*What to do*
Reproduce the rows below with every occurrence of "top-left" swapped for "upper-left", keeping all other text identical.

*Listed entries*
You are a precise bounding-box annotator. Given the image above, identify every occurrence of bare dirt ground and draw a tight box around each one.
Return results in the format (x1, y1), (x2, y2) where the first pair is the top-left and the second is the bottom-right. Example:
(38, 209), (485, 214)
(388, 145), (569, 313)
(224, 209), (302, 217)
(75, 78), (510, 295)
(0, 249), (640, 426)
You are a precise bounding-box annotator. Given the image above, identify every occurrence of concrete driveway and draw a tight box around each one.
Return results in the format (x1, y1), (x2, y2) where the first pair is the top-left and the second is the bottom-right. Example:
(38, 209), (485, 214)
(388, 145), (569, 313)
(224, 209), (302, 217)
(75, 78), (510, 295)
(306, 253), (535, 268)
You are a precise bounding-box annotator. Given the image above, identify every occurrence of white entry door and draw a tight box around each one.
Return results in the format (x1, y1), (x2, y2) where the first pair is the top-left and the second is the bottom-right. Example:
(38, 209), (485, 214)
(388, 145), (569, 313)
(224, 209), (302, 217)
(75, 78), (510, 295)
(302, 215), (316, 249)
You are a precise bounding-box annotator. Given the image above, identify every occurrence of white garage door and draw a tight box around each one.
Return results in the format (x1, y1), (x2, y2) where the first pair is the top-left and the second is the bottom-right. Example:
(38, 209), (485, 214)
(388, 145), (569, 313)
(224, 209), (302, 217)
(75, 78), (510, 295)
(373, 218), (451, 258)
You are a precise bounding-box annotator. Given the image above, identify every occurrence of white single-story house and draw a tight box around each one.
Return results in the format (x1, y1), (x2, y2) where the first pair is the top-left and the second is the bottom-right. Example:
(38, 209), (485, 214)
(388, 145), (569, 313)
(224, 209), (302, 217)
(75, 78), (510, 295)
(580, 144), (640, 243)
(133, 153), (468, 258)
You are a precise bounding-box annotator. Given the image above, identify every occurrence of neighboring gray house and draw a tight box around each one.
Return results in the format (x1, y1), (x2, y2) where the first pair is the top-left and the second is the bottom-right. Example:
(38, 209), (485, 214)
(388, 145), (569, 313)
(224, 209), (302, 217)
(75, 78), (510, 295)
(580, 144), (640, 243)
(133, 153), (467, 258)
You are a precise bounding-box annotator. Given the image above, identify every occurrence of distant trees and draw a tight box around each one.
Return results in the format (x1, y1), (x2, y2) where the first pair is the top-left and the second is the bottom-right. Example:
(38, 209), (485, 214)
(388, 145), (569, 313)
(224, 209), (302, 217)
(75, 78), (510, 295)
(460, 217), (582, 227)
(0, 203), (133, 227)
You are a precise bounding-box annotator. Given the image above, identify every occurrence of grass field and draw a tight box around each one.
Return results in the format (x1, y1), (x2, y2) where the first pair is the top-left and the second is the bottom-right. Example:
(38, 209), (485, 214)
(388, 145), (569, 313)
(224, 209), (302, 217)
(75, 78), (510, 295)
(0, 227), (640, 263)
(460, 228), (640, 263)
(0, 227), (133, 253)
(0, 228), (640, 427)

*Task output*
You are a precise bounding-box annotator. Given the image above, identify every occurrence of bare dirt ground and draw a tight box around each one.
Return results in the format (x1, y1), (x2, y2) where the first pair is the upper-left and the second is the bottom-right. Example:
(38, 209), (485, 214)
(388, 145), (569, 313)
(224, 209), (302, 217)
(75, 78), (510, 295)
(0, 249), (640, 426)
You are a precise bounding-box annotator. Given the image above, identify every occurrence of concrete driveway and draw a tight box around each one.
Return results in the format (x1, y1), (x2, y2) where the first pair is the upper-left and the second is the bottom-right. Example:
(38, 209), (485, 214)
(388, 145), (569, 313)
(224, 209), (302, 217)
(75, 78), (510, 295)
(306, 253), (535, 268)
You are a precise bounding-box annotator. Given the image above, identify every occurrence of white entry door and draw a tight box around each one.
Return results in the format (x1, y1), (x2, y2) where the first pair is the upper-left and the second is the bottom-right. Example:
(38, 209), (485, 214)
(388, 145), (569, 313)
(224, 209), (302, 217)
(75, 78), (510, 295)
(302, 215), (316, 249)
You are a precise bounding-box annotator. Given the image above, identify every occurrence of white garage door and draw a tight box around each one.
Return results in the format (x1, y1), (x2, y2) where the first pair is the upper-left and the second is the bottom-right. Example:
(38, 209), (485, 214)
(388, 145), (569, 313)
(224, 209), (302, 217)
(75, 78), (510, 295)
(373, 218), (451, 258)
You are a precise bounding-box annotator. Given the image above, identify every occurrence of white single-story house and draw a tight box around each one.
Return results in the format (x1, y1), (x2, y2) where the first pair is the upper-left and the second is the bottom-right. Example:
(38, 209), (485, 214)
(388, 145), (569, 313)
(224, 209), (302, 217)
(75, 78), (510, 295)
(580, 144), (640, 243)
(133, 153), (468, 258)
You are a precise bounding-box annotator. Given the image above, identify every occurrence of neighboring gray house and draw a tight box around each one.
Return results in the format (x1, y1), (x2, y2) where the first pair is the upper-left and the second is the bottom-right. Example:
(38, 209), (485, 214)
(388, 145), (569, 313)
(224, 209), (302, 217)
(75, 78), (510, 295)
(580, 144), (640, 243)
(133, 153), (467, 258)
You are a precise bounding-box annotator. Given the image above, identify every occurrence of distant trees and draw a tight box around each one.
Return results in the format (x1, y1), (x2, y2) where the first pair is the upper-left and the second is the bottom-right. Example:
(38, 209), (485, 214)
(388, 145), (569, 313)
(224, 209), (302, 217)
(75, 78), (510, 295)
(460, 217), (582, 227)
(0, 203), (133, 227)
You are a precise bounding-box annotator. Given the image above, identify every occurrence of grass field and draw a tight box around each one.
Return results in the format (x1, y1), (x2, y2) where the first pair is the upper-left and the second is the bottom-right. Example:
(38, 209), (485, 214)
(388, 145), (569, 313)
(224, 209), (302, 217)
(75, 78), (510, 295)
(0, 227), (640, 263)
(460, 228), (640, 263)
(0, 227), (133, 253)
(0, 228), (640, 427)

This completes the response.